◆ TASK TO CARRY OUT ◆
How many lines in these records hold the string "geometric"? State only that number.

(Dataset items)
-*-*-

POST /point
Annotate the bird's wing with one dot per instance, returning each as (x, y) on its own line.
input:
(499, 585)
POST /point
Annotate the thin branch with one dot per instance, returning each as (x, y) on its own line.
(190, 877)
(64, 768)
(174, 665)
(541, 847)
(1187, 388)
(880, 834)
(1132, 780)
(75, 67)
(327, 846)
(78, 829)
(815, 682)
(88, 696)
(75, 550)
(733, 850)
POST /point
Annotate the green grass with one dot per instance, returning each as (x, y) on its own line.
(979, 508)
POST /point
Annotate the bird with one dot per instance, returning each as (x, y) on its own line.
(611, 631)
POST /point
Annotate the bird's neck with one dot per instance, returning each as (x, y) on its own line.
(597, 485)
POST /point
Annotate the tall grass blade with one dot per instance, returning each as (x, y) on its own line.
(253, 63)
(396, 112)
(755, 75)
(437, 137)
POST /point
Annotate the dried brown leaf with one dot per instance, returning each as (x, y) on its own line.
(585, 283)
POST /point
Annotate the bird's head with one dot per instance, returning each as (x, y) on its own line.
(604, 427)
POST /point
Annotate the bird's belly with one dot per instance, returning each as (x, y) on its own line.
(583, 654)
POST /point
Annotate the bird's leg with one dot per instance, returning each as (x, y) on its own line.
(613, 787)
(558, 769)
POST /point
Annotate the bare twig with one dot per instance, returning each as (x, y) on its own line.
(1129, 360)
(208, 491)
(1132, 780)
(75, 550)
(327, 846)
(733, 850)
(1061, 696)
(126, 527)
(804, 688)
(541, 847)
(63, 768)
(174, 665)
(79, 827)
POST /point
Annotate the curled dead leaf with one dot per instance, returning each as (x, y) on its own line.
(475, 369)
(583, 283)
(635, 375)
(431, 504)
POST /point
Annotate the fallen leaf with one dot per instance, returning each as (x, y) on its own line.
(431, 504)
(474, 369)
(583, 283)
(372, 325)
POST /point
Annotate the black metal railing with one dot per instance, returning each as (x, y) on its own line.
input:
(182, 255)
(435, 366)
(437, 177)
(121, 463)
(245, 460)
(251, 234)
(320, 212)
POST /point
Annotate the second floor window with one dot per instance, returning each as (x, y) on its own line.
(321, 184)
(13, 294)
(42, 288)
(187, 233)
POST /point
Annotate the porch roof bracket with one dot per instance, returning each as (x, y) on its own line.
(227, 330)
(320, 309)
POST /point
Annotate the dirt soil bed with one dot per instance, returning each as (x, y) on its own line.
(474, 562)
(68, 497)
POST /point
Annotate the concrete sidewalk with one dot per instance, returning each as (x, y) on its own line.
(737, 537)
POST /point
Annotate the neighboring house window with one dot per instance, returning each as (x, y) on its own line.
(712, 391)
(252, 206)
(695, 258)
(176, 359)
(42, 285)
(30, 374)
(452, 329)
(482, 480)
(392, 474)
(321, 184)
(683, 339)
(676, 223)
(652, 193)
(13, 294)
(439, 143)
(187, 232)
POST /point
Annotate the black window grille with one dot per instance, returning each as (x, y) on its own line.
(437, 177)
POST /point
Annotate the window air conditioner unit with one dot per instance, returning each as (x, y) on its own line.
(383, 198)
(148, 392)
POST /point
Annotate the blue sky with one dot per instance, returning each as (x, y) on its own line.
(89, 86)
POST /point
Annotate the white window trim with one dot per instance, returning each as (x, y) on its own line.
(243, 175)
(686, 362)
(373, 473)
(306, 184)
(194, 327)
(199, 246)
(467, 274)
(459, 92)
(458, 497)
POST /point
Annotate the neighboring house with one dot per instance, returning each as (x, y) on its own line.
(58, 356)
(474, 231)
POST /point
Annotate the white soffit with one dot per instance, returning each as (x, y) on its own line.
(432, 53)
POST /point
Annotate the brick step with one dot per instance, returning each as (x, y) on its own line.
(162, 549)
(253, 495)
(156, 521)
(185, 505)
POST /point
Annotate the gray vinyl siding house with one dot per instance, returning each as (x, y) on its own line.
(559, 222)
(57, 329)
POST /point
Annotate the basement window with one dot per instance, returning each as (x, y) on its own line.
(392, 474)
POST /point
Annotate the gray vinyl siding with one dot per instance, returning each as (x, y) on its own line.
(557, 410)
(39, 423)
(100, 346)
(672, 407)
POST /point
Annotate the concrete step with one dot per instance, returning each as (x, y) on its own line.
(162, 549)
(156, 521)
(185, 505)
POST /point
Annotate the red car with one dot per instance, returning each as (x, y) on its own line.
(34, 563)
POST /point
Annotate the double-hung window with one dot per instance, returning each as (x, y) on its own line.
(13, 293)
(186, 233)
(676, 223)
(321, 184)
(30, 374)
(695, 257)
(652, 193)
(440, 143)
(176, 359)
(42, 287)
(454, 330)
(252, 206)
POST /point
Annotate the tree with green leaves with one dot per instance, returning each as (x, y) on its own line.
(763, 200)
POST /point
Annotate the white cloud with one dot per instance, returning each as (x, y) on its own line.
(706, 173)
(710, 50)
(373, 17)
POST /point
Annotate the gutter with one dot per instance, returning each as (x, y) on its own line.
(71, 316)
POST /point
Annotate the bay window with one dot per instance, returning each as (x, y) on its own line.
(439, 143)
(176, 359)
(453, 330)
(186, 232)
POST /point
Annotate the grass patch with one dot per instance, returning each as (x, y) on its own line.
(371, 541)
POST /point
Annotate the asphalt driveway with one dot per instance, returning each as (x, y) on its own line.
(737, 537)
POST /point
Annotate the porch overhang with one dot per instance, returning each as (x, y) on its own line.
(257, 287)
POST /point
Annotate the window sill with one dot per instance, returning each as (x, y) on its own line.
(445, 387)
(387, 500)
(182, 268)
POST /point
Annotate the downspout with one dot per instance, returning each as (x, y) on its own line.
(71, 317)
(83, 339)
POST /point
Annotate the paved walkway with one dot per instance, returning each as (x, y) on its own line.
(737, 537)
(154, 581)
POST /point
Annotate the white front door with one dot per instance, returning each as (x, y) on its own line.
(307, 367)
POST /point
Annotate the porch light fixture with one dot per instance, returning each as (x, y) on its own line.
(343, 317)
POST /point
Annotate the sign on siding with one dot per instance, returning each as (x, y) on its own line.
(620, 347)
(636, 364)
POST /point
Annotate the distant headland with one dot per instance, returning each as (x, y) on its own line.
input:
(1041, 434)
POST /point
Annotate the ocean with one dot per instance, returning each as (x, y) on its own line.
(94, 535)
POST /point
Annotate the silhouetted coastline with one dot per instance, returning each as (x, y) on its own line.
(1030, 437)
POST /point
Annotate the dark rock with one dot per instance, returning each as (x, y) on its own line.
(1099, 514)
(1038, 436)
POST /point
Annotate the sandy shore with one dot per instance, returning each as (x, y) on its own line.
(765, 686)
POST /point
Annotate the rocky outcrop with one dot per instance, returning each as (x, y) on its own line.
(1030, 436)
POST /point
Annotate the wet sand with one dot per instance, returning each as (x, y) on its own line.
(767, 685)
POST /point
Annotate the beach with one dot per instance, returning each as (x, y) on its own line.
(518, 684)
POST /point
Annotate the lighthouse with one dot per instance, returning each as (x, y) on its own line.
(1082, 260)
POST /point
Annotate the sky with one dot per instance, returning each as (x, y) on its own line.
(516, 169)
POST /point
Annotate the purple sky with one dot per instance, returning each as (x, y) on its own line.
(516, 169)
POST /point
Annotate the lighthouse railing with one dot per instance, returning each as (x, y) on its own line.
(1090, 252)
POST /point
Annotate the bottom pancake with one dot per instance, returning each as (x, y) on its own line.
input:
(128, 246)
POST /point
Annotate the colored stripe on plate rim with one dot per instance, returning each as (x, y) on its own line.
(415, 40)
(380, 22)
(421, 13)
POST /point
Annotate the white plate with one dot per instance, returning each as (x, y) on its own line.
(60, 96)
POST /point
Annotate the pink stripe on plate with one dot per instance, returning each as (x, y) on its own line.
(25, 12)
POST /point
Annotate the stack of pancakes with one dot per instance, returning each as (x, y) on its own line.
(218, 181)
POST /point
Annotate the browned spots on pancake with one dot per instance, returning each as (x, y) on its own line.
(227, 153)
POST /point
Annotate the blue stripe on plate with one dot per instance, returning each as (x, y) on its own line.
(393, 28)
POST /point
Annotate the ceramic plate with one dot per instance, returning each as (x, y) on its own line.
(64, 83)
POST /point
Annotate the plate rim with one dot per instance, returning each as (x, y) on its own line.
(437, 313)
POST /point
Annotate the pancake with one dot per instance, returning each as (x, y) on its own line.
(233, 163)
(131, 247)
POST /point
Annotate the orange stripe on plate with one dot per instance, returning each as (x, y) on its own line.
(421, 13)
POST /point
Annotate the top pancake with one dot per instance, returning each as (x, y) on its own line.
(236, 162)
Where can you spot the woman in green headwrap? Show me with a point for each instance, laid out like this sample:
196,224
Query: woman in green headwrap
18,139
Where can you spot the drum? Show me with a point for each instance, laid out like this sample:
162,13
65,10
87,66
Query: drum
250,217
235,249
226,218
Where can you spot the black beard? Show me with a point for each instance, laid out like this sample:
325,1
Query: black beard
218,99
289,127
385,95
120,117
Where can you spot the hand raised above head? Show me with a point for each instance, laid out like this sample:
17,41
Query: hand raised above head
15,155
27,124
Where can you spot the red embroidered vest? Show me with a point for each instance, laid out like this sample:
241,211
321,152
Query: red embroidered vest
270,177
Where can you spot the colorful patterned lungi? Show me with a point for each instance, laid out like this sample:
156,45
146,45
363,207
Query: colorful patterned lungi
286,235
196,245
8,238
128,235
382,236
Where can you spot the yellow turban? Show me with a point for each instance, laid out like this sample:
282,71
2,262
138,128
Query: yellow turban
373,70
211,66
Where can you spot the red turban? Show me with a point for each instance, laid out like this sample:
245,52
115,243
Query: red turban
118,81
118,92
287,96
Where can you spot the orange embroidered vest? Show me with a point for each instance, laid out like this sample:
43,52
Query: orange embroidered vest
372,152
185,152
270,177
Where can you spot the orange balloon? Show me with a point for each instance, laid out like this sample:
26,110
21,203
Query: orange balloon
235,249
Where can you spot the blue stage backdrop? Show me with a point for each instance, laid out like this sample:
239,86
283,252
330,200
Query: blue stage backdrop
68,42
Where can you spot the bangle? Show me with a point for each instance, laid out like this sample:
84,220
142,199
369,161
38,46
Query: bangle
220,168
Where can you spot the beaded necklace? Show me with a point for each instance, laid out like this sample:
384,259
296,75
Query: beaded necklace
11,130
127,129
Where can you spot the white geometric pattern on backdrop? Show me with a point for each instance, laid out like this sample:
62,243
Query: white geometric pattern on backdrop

-*-*-

◆ ANSWER FOR THIS EXERCISE ◆
2